GIVEN REQUEST 1
In the passage on HDFS storage efficiency, how much overhead does the default three-replica HDFS scheme incur?
GIVEN REQUEST 2
Transcribe the passage on HDFS storage efficiency from "In addition to" to "just COLD data.".
GIVEN REQUEST 3
Write the next part of the passage on HDFS storage efficiency, picking up after its final sentence.

====== TEXT EXCERPT ======

Our solution to improve the storage efficiency and to lower the $/TB metric is to leverage the HPE EPA Workload and Density Optimized (WDO) Big Data architecture, combining the Hadoop Distributed File System (HDFS) Erasure Coding (EC) feature introduced in Hadoop 3.0 with transparent hardware compression resulting in > 6x more HDFS usable space and lowering the $/TB metric by >6x. Find more details about HPE EPA architecture here: www.hpe.com/info/bigdata-ra.
This is a diagram with the building blocks used to create a HPE EPA WDO solution. The most important aspect is separating storage and compute resources on different physical servers.
The default HDFS replication scheme uses 3 replicas thereby incurring 200% overhead whereas a typical EC scheme has an overhead of only 40-50% and can store double the amount of data compared to a 3x replication scheme. This savings alone is beneficial but in addition, by making use of a hardware compression solution from MaxLinear (Model DX2040 [3]), you can gain another 3x improvement in storage efficiency for a total of >6x improvement. The processing overhead to implement the EC encoding/decoding is mitigated in the solution by making use of Intel’s open source Intelligent Storage Acceleration Library (ISA-L) which exploits advanced processor instruction sets. The hardware compression solution seamlessly integrates into the HDFS stack and provides automatic compression of all files in a transparent manner.
In addition to the storage efficiency, erasure coding also improves performance by reducing the amount of I/O performed by applications. The solution also makes use of HPE’s innovative WDO architecture for Big Data which lends itself very well to address the drawbacks of EC scheme over replication, such as remote I/O and the potential interference of EC calculations with compute intensive workloads, thus allowing us to use this solution to store all HDFS data in a compressed form, not just COLD data.

====== RECORDS ======

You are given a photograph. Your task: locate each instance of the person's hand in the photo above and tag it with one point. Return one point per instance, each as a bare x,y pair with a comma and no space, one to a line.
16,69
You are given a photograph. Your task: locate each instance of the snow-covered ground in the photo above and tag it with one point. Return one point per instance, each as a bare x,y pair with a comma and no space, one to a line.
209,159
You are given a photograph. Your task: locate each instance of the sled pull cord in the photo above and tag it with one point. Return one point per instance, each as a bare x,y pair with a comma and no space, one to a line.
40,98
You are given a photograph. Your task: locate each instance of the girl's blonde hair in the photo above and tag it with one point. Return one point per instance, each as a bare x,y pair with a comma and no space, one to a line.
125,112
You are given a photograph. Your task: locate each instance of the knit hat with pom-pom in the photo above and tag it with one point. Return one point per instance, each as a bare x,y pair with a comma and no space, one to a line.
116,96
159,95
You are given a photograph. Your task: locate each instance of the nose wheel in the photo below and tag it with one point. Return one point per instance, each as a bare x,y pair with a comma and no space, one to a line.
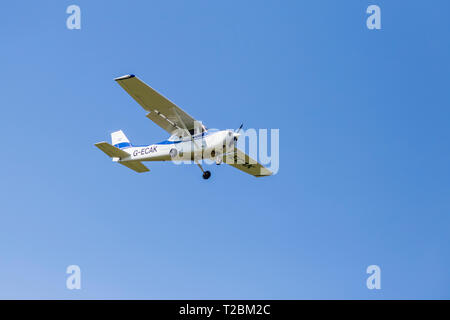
206,175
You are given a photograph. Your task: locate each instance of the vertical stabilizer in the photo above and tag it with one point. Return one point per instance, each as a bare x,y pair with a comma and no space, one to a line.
120,140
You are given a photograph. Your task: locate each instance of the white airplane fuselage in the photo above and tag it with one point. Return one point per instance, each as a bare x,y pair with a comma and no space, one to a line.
209,144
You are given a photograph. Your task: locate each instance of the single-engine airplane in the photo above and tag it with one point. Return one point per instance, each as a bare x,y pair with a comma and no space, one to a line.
189,139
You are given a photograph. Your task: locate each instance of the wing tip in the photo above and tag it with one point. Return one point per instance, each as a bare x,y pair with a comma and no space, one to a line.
127,76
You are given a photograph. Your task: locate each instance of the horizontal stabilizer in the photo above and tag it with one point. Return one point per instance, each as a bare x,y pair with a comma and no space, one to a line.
135,165
112,151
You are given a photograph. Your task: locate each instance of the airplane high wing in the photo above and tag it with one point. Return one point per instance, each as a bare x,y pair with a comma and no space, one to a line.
189,139
161,110
241,161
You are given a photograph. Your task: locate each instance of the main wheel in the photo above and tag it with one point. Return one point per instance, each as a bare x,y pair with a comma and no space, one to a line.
206,175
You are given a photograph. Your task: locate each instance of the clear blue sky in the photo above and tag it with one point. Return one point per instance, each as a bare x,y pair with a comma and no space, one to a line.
364,150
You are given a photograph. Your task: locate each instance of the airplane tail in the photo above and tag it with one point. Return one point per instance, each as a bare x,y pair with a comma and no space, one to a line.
120,140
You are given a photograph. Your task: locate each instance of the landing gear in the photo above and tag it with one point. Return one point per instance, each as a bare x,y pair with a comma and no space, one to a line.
206,175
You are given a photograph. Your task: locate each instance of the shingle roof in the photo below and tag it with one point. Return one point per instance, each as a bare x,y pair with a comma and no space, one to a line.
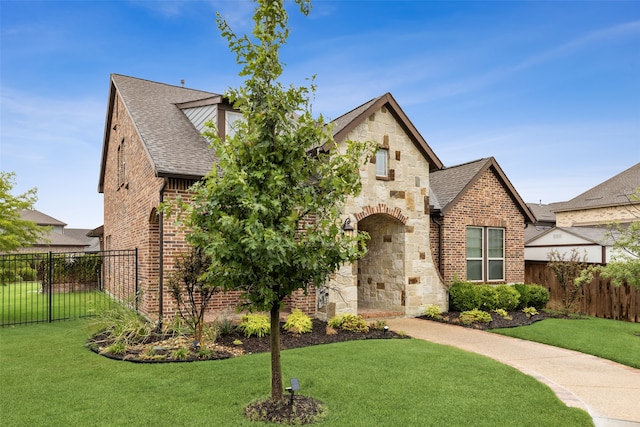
81,235
599,235
447,185
172,143
615,191
343,121
39,218
543,213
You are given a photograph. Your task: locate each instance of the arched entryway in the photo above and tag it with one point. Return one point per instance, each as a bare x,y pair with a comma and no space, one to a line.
381,273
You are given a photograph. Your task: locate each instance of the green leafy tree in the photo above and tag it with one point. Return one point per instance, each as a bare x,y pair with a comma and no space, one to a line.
16,232
625,265
268,214
568,270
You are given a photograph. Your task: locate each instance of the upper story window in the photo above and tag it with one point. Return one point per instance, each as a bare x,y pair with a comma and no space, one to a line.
121,164
485,254
231,117
382,161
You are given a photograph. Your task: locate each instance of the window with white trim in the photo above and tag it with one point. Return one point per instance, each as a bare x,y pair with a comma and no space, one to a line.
382,156
231,117
485,254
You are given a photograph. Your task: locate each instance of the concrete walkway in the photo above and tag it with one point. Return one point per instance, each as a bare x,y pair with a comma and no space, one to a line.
610,392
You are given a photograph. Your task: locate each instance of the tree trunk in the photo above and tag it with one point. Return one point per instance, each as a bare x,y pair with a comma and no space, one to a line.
276,367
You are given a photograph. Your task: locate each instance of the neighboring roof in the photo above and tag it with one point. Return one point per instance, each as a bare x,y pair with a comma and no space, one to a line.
448,185
174,146
543,213
53,238
39,218
597,235
615,191
347,122
83,235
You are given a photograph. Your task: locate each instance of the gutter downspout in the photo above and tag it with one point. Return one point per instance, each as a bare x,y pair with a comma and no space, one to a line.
161,256
440,241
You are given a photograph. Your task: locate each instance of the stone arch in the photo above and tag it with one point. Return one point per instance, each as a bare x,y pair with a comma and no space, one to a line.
381,272
381,208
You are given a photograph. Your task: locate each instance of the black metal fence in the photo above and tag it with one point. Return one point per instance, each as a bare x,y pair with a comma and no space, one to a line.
46,287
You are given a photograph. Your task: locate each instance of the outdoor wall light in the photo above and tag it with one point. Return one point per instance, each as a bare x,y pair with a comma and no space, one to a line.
347,228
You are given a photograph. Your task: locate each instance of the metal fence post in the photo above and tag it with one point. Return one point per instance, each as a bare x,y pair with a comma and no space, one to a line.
50,286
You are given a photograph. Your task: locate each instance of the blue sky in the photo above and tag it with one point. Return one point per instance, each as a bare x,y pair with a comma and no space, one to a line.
551,89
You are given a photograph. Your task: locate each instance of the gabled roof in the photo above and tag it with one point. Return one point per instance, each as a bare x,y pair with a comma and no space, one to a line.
39,218
615,191
450,184
173,145
176,148
543,213
347,122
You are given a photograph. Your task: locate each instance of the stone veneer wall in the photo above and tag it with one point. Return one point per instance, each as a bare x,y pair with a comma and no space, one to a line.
404,197
485,204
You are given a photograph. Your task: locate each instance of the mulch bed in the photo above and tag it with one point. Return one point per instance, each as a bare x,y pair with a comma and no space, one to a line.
518,318
162,349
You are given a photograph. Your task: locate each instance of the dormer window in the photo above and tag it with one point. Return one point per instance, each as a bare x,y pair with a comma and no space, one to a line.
382,156
231,117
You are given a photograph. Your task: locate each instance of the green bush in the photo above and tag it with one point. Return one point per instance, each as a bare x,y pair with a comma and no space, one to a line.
507,297
349,322
502,313
487,296
473,316
433,311
463,296
255,324
298,323
532,295
378,325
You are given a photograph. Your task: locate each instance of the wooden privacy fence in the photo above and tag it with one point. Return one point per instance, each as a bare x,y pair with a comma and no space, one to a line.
599,298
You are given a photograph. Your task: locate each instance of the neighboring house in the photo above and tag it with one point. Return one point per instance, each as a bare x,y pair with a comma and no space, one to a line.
477,223
153,151
583,223
596,243
58,238
606,203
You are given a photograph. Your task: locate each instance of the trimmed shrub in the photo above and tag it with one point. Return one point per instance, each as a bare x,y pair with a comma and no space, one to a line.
349,322
298,323
473,316
532,295
433,311
487,297
463,296
507,297
255,324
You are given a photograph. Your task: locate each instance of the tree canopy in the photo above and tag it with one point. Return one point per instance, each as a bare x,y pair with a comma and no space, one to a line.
16,232
269,212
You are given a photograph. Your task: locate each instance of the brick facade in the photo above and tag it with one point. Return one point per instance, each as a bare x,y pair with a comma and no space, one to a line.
399,274
486,204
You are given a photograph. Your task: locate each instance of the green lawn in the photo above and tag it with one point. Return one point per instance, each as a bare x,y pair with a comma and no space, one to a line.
609,339
24,303
48,378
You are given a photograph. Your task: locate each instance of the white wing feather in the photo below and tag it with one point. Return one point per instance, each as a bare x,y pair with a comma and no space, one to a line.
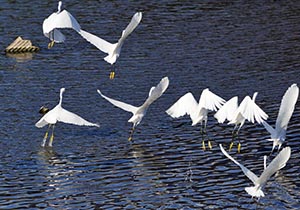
186,104
246,171
210,101
250,111
122,105
156,92
227,111
287,107
277,163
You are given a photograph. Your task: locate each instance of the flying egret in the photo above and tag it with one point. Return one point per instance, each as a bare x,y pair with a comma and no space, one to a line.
57,20
277,163
113,50
59,114
286,110
187,104
140,112
247,110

======

EXERCISE ANSWER 1
200%

EXERCISE ANSWER 2
In addition to the storage efficiency, erasure coding also improves performance by reducing the amount of I/O performed by applications. The solution also makes use of HPE’s innovative WDO architecture for Big Data which lends itself very well to address the drawbacks of EC scheme over replication, such as remote I/O and the potential interference of EC calculations with compute intensive workloads, thus allowing us to use this solution to store all HDFS data in a compressed form, not just COLD data.

EXERCISE ANSWER 3
Erasure Coding schemes have been used in other storage solutions, including RAID, to provide high availability while being more efficient with respect to storage space. EC schemes encode the data with additional data, i.e. parity data, such that the original data can be reconstructed using the parity data in case of failures. There are number of EC schemes available, Reed-Solomon (RS) being one of the popular schemes. RS uses sophisticated linear algebra operations to generate multiple parity data blocks and can tolerate multiple failures.
Our solution makes use of the EC feature being introduced in upcoming Hadoop 3.0 release. For example, a RS(6,3) scheme will generate 3 parity blocks to encode 6 data blocks and provides protection against 3 failures. Thus, by using EC, our solution gains 2x usable HDFS space. Also since the same data is now stored on 9 disks (6+3) instead of 3 disks for replication=3, we get more parallelism to disks which increases performance.
The drawback of an EC scheme is that it needs compute cycles to encode the data while writing and decode it while reading. To address this issue, our solution makes use of the open source ISA-L library which accelerates the linear algebra calculations by making use of advanced instruction sets e.g. SSE, AVX, and AVX2 available for Xeon E5-2660v4 processors used in Apollo 4200 storage nodes. The ISA-L EC implementation outperforms the Java implementation by more than 4x [2]. Because of this acceleration and due to the increased I/O parallelization mentioned above, erasure coding outperforms standard Hadoop replication.
To improve the storage efficiency of HDFS further, we make use of hardware compression technology which has the advantage of offloading the host CPU to accelerate the compression/decompression tasks. We are currently making use of PCI-e cards from MaxLinear (Model DX2040 [3]) which can provide up to 5 GB/sec throughput. The MaxLinear solution provides a transparent Linux file system filter driver that sits below the file system to automatically compress/decompress all files. The storage space gains from this hardware compression technology can vary depending on the data being used, but we can expect a typical storage efficiency of ~5x with Hadoop data sets. The MaxLinear solution can also be used for encrypting sensitive Hadoop data at the same time as compressing the data with no performance penalty. This is an area for future exploration. It is to be emphasized that our solution to improve the storage efficiency is transparent to Hadoop software components and does not require any application changes to reap the benefits of the solution. Moreover, since HPE EPA WDO uses separate storage nodes for HDFS, the hardware compression cards are needed only in those nodes, which provides cost savings.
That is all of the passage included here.